■ EXTRACT PROVIDED:

▼▼▼

Add local baseline comparison for CI agent workflow regressions

## Background

Issue #198 defined a first-version product contract for comparing scripted agent workflow runs in CI without requiring hosted state.

## Evidence

- Discussion #2 feedback says the strongest CI gate use case is regression testing agent workflows: detecting whether a scripted task became slower, more expensive, more failure-prone, or touched a broader file/tool surface than a previous run.
- #198 proposes baseline-report comparison fields such as elapsed time, token/cost deltas, new failure families, broader tool/file surface, and new high-authority tool use.
- Duplicate search on 2026-05-17 found no separate open task for baseline report comparison.

## User value

Users running scripted agent tasks in CI should be able to detect regressions across runs, not only evaluate one current report in isolation.

## Adoption rationale

Repeatable CI evidence makes agenttrace more useful for teams that need to review agent workflow drift over time while keeping all artifacts local or inside their own CI system.

## Suggested scope

- Define and implement a local baseline comparison mode for agenttrace report artifacts.

▲▲▲

■ DATA LISTING:
▼▼▼

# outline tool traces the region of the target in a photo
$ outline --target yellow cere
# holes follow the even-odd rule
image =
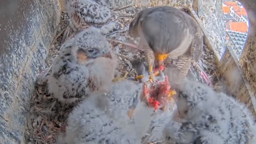
[[[157,54],[156,59],[158,60],[164,60],[168,57],[168,54]]]

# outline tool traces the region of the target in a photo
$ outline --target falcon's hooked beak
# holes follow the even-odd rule
[[[156,55],[156,66],[159,68],[164,65],[164,61],[168,57],[168,54],[158,54]]]
[[[108,52],[102,54],[102,57],[109,58],[110,59],[112,59],[112,55],[111,55],[111,53],[110,52]]]

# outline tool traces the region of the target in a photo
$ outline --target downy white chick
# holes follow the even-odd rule
[[[115,23],[110,20],[110,10],[105,0],[66,0],[66,7],[70,17],[70,27],[74,31],[92,26],[106,34],[115,27]],[[63,35],[65,39],[68,31],[67,29]]]
[[[142,86],[124,80],[115,83],[109,94],[91,95],[70,114],[57,143],[140,143],[154,110],[140,100]]]
[[[199,131],[194,123],[176,121],[173,111],[162,113],[157,116],[157,119],[152,121],[142,144],[192,144],[195,142]]]
[[[185,81],[177,98],[181,122],[195,124],[202,143],[256,143],[251,113],[243,103],[198,82]]]
[[[106,38],[91,27],[69,39],[54,61],[47,81],[50,94],[63,103],[92,92],[108,92],[117,65]]]

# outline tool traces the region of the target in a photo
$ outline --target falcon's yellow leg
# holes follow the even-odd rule
[[[116,82],[119,81],[120,80],[121,80],[121,81],[124,80],[124,79],[126,79],[127,75],[128,75],[129,73],[128,73],[127,71],[125,71],[124,72],[124,74],[123,76],[122,76],[122,77],[116,77],[114,78],[113,78],[112,81],[113,81],[114,82]]]
[[[145,51],[145,58],[148,65],[148,74],[149,75],[149,81],[153,82],[153,65],[155,61],[155,55],[152,50],[148,50]]]

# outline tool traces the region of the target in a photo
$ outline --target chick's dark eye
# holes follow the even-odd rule
[[[89,49],[88,51],[87,51],[89,53],[94,53],[95,50],[93,49]]]

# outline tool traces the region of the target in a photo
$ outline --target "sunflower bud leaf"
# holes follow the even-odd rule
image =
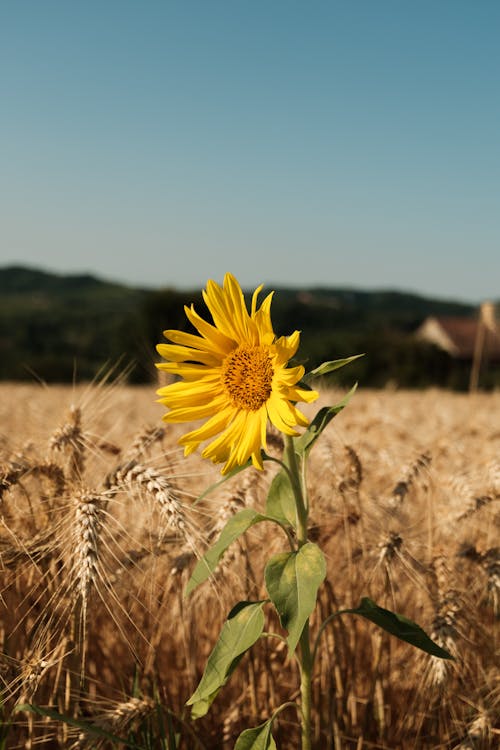
[[[427,654],[437,656],[440,659],[453,659],[453,656],[429,638],[425,630],[422,630],[416,622],[403,615],[391,612],[390,609],[379,607],[367,596],[361,599],[361,603],[356,609],[344,609],[339,614],[361,615],[374,622],[379,628],[395,635],[401,641],[411,643],[412,646],[425,651]]]
[[[309,383],[311,380],[314,380],[314,378],[319,378],[322,375],[327,375],[329,372],[333,372],[334,370],[340,370],[341,367],[345,367],[351,362],[354,362],[355,359],[359,359],[360,357],[364,356],[364,354],[354,354],[352,357],[345,357],[344,359],[331,359],[329,362],[323,362],[318,367],[315,367],[314,370],[306,373],[302,380],[306,383]]]
[[[326,576],[324,555],[316,544],[306,542],[296,552],[273,555],[264,575],[269,598],[288,630],[288,649],[293,654]]]
[[[245,729],[236,740],[234,750],[276,750],[276,743],[271,734],[272,719],[253,729]]]
[[[208,657],[200,683],[186,703],[192,706],[191,717],[193,719],[205,716],[219,690],[238,666],[245,651],[248,651],[262,635],[264,630],[262,608],[265,603],[265,601],[239,602],[230,611],[217,643]]]
[[[239,513],[235,513],[222,529],[217,542],[198,560],[187,583],[184,595],[188,596],[197,586],[210,578],[229,545],[244,534],[251,526],[262,521],[280,523],[279,519],[258,513],[253,508],[243,508]]]
[[[295,452],[298,456],[304,457],[308,455],[325,427],[327,427],[331,420],[341,412],[345,406],[347,406],[357,387],[358,384],[355,383],[349,393],[347,393],[338,404],[335,404],[334,406],[324,406],[320,409],[304,434],[298,438],[294,438]]]

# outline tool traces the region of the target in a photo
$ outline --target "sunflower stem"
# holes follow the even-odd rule
[[[285,456],[289,468],[290,482],[295,498],[297,513],[297,541],[299,548],[307,542],[308,506],[305,497],[305,476],[299,465],[293,438],[285,435]],[[311,699],[312,699],[312,656],[309,639],[309,619],[300,636],[300,705],[302,750],[311,750]]]
[[[307,508],[302,492],[301,472],[293,438],[285,435],[285,457],[289,468],[290,482],[292,485],[293,495],[295,498],[295,509],[297,513],[297,540],[299,547],[307,542]]]

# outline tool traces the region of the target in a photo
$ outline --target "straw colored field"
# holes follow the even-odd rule
[[[163,429],[154,398],[111,383],[0,385],[2,748],[225,750],[298,688],[286,649],[263,639],[207,717],[184,709],[233,604],[266,596],[259,550],[286,540],[256,527],[183,598],[196,556],[232,513],[262,507],[276,469],[249,469],[194,506],[220,475],[183,458],[182,429]],[[314,674],[316,748],[498,746],[499,415],[500,394],[361,390],[315,446],[321,619],[370,596],[456,657],[336,618]],[[27,703],[81,726],[13,713]],[[293,711],[276,729],[281,750],[298,747]]]

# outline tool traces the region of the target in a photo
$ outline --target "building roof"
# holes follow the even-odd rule
[[[429,317],[416,331],[416,336],[457,359],[472,359],[480,321],[473,318]],[[483,357],[500,360],[500,334],[483,325]]]

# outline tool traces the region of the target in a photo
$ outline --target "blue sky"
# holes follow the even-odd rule
[[[500,298],[500,3],[0,4],[0,264]]]

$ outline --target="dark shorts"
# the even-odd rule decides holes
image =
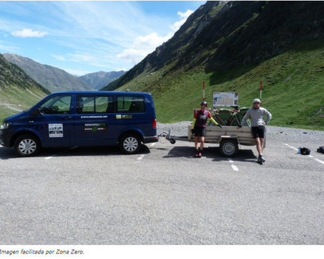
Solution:
[[[206,128],[195,127],[194,131],[195,131],[196,137],[205,137],[206,136]]]
[[[258,126],[257,127],[252,127],[251,128],[254,138],[264,138],[264,133],[266,132],[266,127],[264,126]]]

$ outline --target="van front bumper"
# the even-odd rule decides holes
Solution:
[[[152,143],[152,142],[157,142],[159,141],[159,136],[150,136],[150,137],[144,137],[143,138],[143,143]]]
[[[10,147],[10,139],[12,134],[8,129],[0,130],[0,144],[3,147]]]

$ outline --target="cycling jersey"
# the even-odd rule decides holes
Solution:
[[[266,115],[268,117],[266,118],[266,122],[264,122],[264,115]],[[251,126],[256,127],[258,126],[263,126],[264,122],[267,124],[270,119],[271,119],[272,115],[271,114],[266,110],[265,108],[262,107],[259,107],[257,109],[255,108],[250,108],[246,112],[244,117],[243,118],[242,121],[241,122],[241,125],[244,125],[244,123],[248,118],[251,119]]]

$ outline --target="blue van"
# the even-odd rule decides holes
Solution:
[[[117,144],[132,154],[157,141],[153,101],[145,92],[56,92],[5,119],[0,130],[0,144],[22,156],[42,147]]]

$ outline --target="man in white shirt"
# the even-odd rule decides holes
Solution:
[[[266,121],[264,121],[264,115],[267,116]],[[241,122],[241,124],[239,125],[240,128],[241,125],[244,125],[244,123],[248,119],[250,118],[251,119],[252,133],[253,134],[257,144],[257,150],[259,153],[257,162],[259,162],[266,161],[262,156],[264,135],[266,132],[265,125],[268,124],[271,117],[271,114],[266,109],[261,107],[261,101],[258,99],[255,99],[253,100],[253,107],[248,110]]]

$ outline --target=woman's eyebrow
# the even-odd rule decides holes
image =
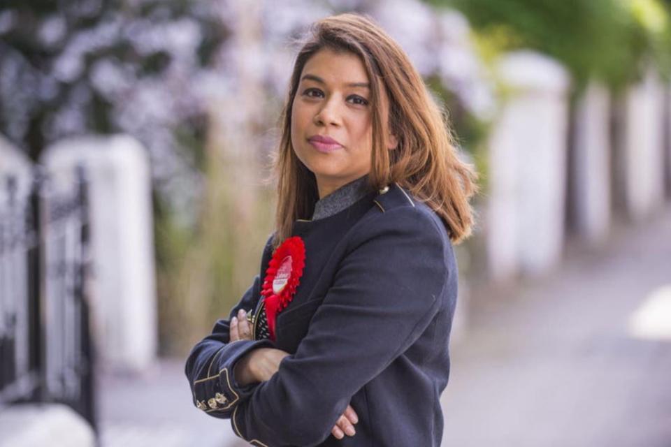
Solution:
[[[315,75],[311,75],[310,73],[308,73],[306,75],[304,75],[303,78],[301,78],[301,80],[304,80],[305,79],[313,80],[315,82],[319,82],[319,84],[326,85],[326,82],[324,82],[323,79],[322,79],[321,78]],[[345,86],[346,87],[362,87],[366,89],[370,88],[370,84],[369,82],[349,82],[347,84],[345,84]]]

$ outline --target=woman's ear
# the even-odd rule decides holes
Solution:
[[[398,140],[396,138],[396,135],[392,133],[391,131],[387,132],[387,148],[389,150],[394,150],[398,147]]]

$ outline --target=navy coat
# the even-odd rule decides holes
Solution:
[[[292,235],[305,242],[305,266],[276,340],[229,342],[230,318],[263,305],[269,239],[253,284],[189,356],[194,404],[230,418],[254,446],[439,446],[458,274],[440,219],[394,184],[328,217],[295,221]],[[270,380],[238,386],[236,362],[261,346],[291,355]],[[348,404],[356,433],[338,439],[331,430]]]

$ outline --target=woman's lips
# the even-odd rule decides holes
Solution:
[[[308,140],[308,141],[315,147],[315,149],[320,152],[333,152],[333,151],[342,147],[342,146],[338,143],[324,142],[322,141],[319,141],[319,140]]]

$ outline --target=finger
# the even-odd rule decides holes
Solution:
[[[349,423],[349,420],[345,418],[345,415],[341,416],[338,418],[338,423],[336,423],[336,425],[348,436],[354,436],[354,433],[356,432],[354,431],[354,427]]]
[[[345,437],[345,434],[342,432],[342,430],[338,427],[338,425],[334,426],[333,430],[331,430],[331,432],[338,439],[342,439]]]
[[[244,309],[238,312],[238,333],[242,339],[252,339],[252,325],[247,319],[247,313]]]
[[[231,318],[231,327],[229,329],[230,335],[229,337],[231,342],[237,342],[240,339],[240,335],[238,333],[238,318],[233,317]]]
[[[345,409],[345,413],[342,414],[353,424],[359,422],[359,416],[354,411],[354,409],[352,408],[352,405],[347,405],[347,408]]]

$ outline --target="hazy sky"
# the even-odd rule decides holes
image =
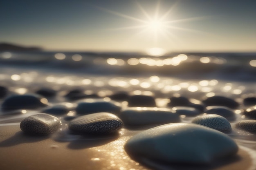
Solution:
[[[256,0],[0,0],[0,42],[47,50],[256,51]]]

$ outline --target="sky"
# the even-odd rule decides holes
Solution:
[[[46,51],[256,51],[254,0],[0,0],[0,43]]]

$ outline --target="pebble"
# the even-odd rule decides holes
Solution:
[[[80,89],[75,89],[70,91],[65,96],[70,100],[77,100],[85,98],[98,98],[99,96],[96,94],[87,95],[84,93],[83,91]]]
[[[223,116],[229,120],[236,119],[236,114],[228,107],[220,106],[213,106],[206,107],[205,113],[209,114],[216,114]]]
[[[247,97],[244,99],[244,105],[245,106],[256,105],[256,97]]]
[[[244,110],[244,114],[247,117],[256,119],[256,105],[245,109]]]
[[[143,126],[180,122],[179,115],[170,109],[157,108],[127,108],[121,112],[119,117],[125,125]]]
[[[3,110],[34,109],[47,106],[46,99],[38,95],[13,95],[7,98],[2,105]]]
[[[61,122],[56,117],[45,113],[29,116],[20,122],[20,129],[30,135],[47,135],[56,131]]]
[[[128,99],[130,107],[156,107],[153,97],[144,95],[134,95]]]
[[[92,135],[113,133],[123,126],[123,122],[110,113],[100,113],[80,116],[72,120],[69,129],[74,132]]]
[[[195,116],[200,113],[198,109],[191,107],[176,106],[173,109],[176,111],[176,114],[186,116]]]
[[[70,109],[63,105],[54,106],[47,108],[41,111],[42,113],[48,113],[52,115],[64,115],[67,113]]]
[[[8,90],[3,86],[0,86],[0,98],[5,97],[8,93]]]
[[[119,92],[109,96],[109,98],[113,100],[123,101],[128,100],[130,97],[128,93],[126,92]]]
[[[56,91],[55,90],[45,88],[38,90],[36,92],[36,93],[45,97],[52,97],[56,95]]]
[[[231,132],[231,125],[225,117],[218,115],[209,114],[199,116],[194,119],[192,123],[203,125],[224,133]]]
[[[121,107],[110,102],[81,102],[76,108],[78,114],[86,115],[99,112],[109,112],[117,114],[120,113]]]
[[[245,120],[236,124],[236,128],[249,132],[256,133],[256,120]]]
[[[236,109],[239,106],[239,104],[233,99],[223,96],[211,97],[204,100],[203,102],[207,106],[221,106],[232,109]]]
[[[210,164],[235,155],[238,146],[226,134],[193,124],[166,124],[139,132],[125,145],[127,152],[144,162]],[[145,160],[148,160],[147,162]]]

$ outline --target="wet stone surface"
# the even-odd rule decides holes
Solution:
[[[192,123],[214,129],[224,133],[231,132],[231,125],[228,120],[218,115],[209,114],[199,116],[194,119]]]
[[[69,129],[82,134],[102,135],[117,132],[123,126],[122,121],[108,113],[93,113],[79,117],[70,121]]]
[[[56,131],[61,124],[57,117],[45,113],[29,116],[20,122],[20,129],[31,135],[48,135]]]

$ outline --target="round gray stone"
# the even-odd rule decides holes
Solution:
[[[125,149],[133,158],[145,163],[157,161],[204,164],[236,154],[238,146],[229,137],[214,129],[196,124],[173,123],[137,134],[127,141]]]
[[[218,115],[209,114],[199,116],[193,119],[192,123],[203,125],[225,133],[232,130],[231,125],[225,117]]]
[[[47,135],[58,130],[61,121],[56,117],[45,113],[29,116],[20,122],[20,129],[30,135]]]
[[[105,134],[117,132],[122,128],[123,124],[115,115],[100,113],[76,117],[70,122],[69,128],[81,133]]]
[[[130,107],[119,115],[125,125],[143,126],[180,122],[180,116],[171,109],[152,107]]]
[[[87,115],[100,112],[108,112],[119,113],[121,107],[110,102],[81,102],[78,104],[76,108],[78,114]]]
[[[245,120],[239,121],[235,127],[252,133],[256,133],[256,120]]]

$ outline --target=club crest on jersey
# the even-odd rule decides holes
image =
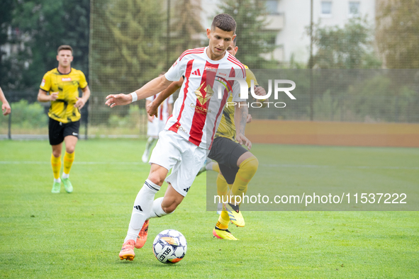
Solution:
[[[214,91],[209,84],[204,88],[202,88],[203,86],[203,83],[201,84],[201,86],[199,86],[198,89],[195,90],[196,98],[202,106],[203,106],[213,96],[213,95],[214,95]]]
[[[217,72],[217,68],[214,68],[214,67],[209,67],[209,66],[206,66],[206,67],[205,67],[205,70],[206,70],[206,71],[210,71],[210,72]]]
[[[192,74],[194,74],[195,76],[201,76],[201,72],[199,72],[199,69],[196,69],[193,73]]]

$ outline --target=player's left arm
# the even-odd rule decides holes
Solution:
[[[84,74],[83,74],[82,71],[79,71],[79,73],[80,79],[79,81],[79,87],[82,89],[83,95],[82,96],[82,98],[76,97],[77,101],[76,101],[76,103],[74,103],[74,108],[81,110],[87,102],[87,100],[89,100],[89,97],[90,97],[90,89],[89,88],[89,85],[87,85]]]
[[[76,103],[74,103],[74,108],[77,108],[79,110],[81,110],[82,108],[84,106],[84,105],[87,102],[87,100],[89,100],[89,98],[90,97],[90,89],[89,89],[88,85],[86,85],[86,87],[82,89],[82,91],[83,91],[83,95],[82,98],[76,97],[77,98],[77,101],[76,102]]]
[[[166,89],[163,90],[157,97],[156,98],[151,102],[148,106],[146,107],[147,113],[150,116],[158,116],[157,111],[159,108],[159,106],[167,98],[169,98],[171,95],[172,95],[177,89],[181,87],[184,83],[183,77],[181,78],[177,81],[173,81],[172,84],[170,84]],[[171,104],[169,104],[171,105]],[[169,107],[170,108],[170,107]],[[172,114],[172,109],[170,108],[170,112],[169,115]]]

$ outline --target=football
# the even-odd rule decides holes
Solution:
[[[175,229],[160,232],[152,243],[156,258],[163,263],[176,263],[186,254],[186,239]]]

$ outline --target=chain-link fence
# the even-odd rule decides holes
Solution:
[[[105,97],[138,89],[167,70],[186,49],[208,45],[205,30],[219,12],[230,13],[236,20],[236,57],[250,69],[262,69],[253,71],[267,91],[268,79],[296,84],[293,91],[296,100],[285,96],[286,101],[279,101],[286,103],[286,108],[277,110],[251,108],[254,118],[419,123],[419,74],[400,69],[419,67],[413,43],[418,38],[417,1],[376,1],[375,16],[367,20],[360,12],[367,2],[351,6],[350,18],[329,24],[324,14],[321,21],[315,16],[311,20],[309,12],[303,13],[306,9],[299,17],[287,17],[294,8],[286,0],[91,0],[90,47],[84,55],[89,57],[92,93],[88,108],[82,112],[80,134],[144,137],[145,101],[109,108],[104,105]],[[323,4],[314,1],[314,5],[315,13],[315,5]],[[331,11],[347,6],[336,4]],[[329,11],[320,13],[323,12]],[[290,26],[300,21],[306,23],[302,29],[289,33]],[[296,38],[299,45],[291,50],[281,43]],[[307,55],[298,58],[298,50]],[[44,106],[48,104],[36,102],[36,91],[4,91],[12,114],[0,118],[1,137],[11,131],[12,137],[46,135],[48,108]]]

▲▲▲

■ TASK SET:
(a) Reproduce the passage of the issue on local baseline comparison from "## Adoption rationale" to "own CI system.".
(b) In the rows, write out the lines from the line with "outline --target=woman's lips" to the line with "[[[46,51],[256,51],[254,0],[0,0],[0,43]]]", including both of those lines, without the pictures.

■ EXERCISE ANSWERS:
(a)
## Adoption rationale

Repeatable CI evidence makes agenttrace more useful for teams that need to review agent workflow drift over time while keeping all artifacts local or inside their own CI system.

(b)
$ outline --target=woman's lips
# the even-odd rule decides holes
Solution:
[[[308,140],[308,141],[315,147],[315,149],[320,152],[333,152],[333,151],[342,147],[342,146],[338,143],[324,142],[322,141],[319,141],[319,140]]]

$ outline --target=finger
# the even-odd rule decides holes
Solution:
[[[349,423],[349,420],[345,418],[345,415],[341,416],[338,418],[338,423],[336,423],[336,425],[348,436],[354,436],[354,433],[356,432],[354,431],[354,427]]]
[[[345,437],[345,434],[342,432],[342,430],[338,427],[338,425],[334,426],[333,430],[331,430],[331,432],[338,439],[342,439]]]
[[[244,309],[238,312],[238,333],[242,339],[252,339],[252,325],[247,319],[247,313]]]
[[[231,318],[231,327],[229,329],[230,335],[229,337],[231,342],[237,342],[240,339],[240,335],[238,333],[238,318],[233,317]]]
[[[345,409],[345,413],[342,414],[353,424],[359,422],[359,416],[354,411],[354,409],[352,408],[352,405],[347,405],[347,408]]]

$ outline --target="hazy sky"
# the even-odd rule decides holes
image =
Solution:
[[[256,0],[0,0],[0,42],[47,50],[256,51]]]

$ outline --target="sky"
# the even-odd rule decides holes
Solution:
[[[46,51],[256,51],[254,0],[0,0],[0,43]]]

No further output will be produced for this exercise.